_EXTRACTED INFORMATION_.

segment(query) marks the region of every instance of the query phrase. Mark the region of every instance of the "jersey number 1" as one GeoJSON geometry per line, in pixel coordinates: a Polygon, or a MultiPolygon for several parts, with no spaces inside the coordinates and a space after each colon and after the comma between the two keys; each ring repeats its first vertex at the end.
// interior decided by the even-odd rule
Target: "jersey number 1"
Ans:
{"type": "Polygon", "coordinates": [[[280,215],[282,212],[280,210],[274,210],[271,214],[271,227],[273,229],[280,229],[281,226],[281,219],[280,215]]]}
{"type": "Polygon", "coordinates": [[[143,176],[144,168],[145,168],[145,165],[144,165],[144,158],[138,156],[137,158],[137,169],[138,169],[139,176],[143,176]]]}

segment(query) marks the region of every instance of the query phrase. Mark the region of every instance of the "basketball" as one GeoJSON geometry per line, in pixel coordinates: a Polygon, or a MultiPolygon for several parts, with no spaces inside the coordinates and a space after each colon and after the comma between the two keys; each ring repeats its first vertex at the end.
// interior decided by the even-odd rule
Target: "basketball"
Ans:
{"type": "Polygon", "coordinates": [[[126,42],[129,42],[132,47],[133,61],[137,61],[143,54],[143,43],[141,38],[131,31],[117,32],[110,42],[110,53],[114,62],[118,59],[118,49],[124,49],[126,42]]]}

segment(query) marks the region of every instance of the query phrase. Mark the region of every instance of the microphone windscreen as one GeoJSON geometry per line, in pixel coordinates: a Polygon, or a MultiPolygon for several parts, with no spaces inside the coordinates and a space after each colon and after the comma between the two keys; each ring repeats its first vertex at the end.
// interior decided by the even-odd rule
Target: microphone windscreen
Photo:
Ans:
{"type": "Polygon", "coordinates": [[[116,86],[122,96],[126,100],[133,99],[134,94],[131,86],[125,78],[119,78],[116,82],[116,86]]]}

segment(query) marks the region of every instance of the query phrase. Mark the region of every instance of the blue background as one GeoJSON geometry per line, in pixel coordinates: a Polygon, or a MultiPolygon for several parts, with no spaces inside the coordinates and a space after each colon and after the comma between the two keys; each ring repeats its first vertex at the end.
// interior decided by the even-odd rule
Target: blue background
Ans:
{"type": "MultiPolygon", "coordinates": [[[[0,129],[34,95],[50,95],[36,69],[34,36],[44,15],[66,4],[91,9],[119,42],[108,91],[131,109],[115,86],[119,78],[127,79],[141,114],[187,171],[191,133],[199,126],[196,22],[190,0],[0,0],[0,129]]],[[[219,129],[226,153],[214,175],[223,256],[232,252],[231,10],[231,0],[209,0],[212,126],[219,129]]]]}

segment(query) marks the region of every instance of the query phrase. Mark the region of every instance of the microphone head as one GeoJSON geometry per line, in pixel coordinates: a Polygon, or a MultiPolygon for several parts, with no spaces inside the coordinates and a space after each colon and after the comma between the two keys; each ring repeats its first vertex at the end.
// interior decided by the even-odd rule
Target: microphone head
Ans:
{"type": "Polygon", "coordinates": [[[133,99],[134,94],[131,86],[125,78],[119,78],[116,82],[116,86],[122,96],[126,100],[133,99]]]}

_WHAT THIS TASK INVOLVES_. Copy the data from the line containing "the microphone head" through the end of the data. In that copy, swap every "microphone head" for "microphone grille" and change nothing else.

_WRITTEN RESPONSE_.
segment(query) marks the region of every instance of the query phrase. Mark the region of every instance of the microphone grille as one GeoJSON geometry per line, in pixel coordinates: a Polygon, or a MultiPolygon for several parts, with no spaces inside the coordinates and a space after each colon and after the comma between the two keys; each ring repeats its first vertex at the end.
// interior decided by the even-odd rule
Target: microphone grille
Ans:
{"type": "Polygon", "coordinates": [[[133,99],[134,94],[131,86],[125,78],[119,78],[116,82],[116,86],[122,96],[126,100],[133,99]]]}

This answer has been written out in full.